Update the entries from the line containing "Expected: a marker on each instance of the cow, one" through the last line, replacing "marker" with "pin" and leaving everything else unchanged. Give only those lines.

------------------------------------------------

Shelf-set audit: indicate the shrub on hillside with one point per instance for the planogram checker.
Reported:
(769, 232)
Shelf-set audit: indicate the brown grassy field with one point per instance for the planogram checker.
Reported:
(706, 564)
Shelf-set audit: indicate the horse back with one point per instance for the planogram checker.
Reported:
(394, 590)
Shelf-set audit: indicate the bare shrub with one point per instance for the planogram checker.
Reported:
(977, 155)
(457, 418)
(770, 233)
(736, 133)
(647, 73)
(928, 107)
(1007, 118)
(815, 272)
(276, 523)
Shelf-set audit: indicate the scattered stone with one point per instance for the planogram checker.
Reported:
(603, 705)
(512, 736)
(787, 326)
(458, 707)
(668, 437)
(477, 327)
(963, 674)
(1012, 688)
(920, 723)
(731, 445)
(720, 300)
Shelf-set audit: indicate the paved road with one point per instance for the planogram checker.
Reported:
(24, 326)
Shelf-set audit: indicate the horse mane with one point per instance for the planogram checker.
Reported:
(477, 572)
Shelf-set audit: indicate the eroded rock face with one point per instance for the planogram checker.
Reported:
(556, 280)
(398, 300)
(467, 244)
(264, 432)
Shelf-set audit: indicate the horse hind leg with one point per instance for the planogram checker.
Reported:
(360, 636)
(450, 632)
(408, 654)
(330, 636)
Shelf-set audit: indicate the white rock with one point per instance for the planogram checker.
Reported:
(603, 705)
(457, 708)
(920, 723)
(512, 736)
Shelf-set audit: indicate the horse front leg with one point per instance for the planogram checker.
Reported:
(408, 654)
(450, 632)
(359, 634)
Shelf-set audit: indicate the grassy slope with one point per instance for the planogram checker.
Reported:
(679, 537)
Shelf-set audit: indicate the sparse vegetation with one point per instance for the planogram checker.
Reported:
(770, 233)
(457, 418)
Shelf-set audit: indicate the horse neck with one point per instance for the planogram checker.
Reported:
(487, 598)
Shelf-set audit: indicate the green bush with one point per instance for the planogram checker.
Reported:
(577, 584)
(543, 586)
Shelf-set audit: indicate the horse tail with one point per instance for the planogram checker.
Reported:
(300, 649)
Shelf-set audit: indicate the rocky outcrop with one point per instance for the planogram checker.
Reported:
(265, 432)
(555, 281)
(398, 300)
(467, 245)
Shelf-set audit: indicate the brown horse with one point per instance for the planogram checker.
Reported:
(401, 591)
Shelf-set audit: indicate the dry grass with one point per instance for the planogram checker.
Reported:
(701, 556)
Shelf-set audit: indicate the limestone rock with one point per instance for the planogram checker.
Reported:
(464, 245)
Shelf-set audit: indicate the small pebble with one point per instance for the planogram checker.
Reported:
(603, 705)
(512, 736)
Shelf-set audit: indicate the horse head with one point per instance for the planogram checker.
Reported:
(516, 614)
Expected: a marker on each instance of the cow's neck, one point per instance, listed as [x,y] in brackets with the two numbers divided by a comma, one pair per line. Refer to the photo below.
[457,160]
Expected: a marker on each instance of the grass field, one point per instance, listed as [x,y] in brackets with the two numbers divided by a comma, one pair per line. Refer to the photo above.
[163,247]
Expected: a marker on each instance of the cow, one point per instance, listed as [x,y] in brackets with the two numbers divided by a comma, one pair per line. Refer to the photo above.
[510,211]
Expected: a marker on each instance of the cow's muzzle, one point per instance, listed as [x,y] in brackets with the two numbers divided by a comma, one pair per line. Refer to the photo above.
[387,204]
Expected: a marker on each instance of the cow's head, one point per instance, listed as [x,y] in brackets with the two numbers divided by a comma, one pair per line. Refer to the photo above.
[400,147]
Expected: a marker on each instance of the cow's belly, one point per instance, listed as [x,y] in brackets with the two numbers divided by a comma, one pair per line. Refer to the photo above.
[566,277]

------------------------------------------------

§ **Complete answer**:
Expected: a pin on each instance of the cow, one point per instance, listed as [x,y] in brackets with the two numbers divided by a comma, one pair per line. Refer to the photo above.
[510,211]
Expected: a pin on each instance of the cow's muzzle, one point per instance, listed as [x,y] in brackets with the two numbers divided by a comma, one pair per line. Refer to the photo above.
[387,204]
Expected: a pin on each instance of the cow's head, one point per instance, listed as [x,y] in brackets with the two numbers divided by a comma, one pair per line. Refer to the photo above.
[400,147]
Expected: a pin on each instance of the cow's belly, one point per instance, listed as [x,y] in brackets with the two numbers divided by a comma, one pair per line. Refer to the photo above.
[566,277]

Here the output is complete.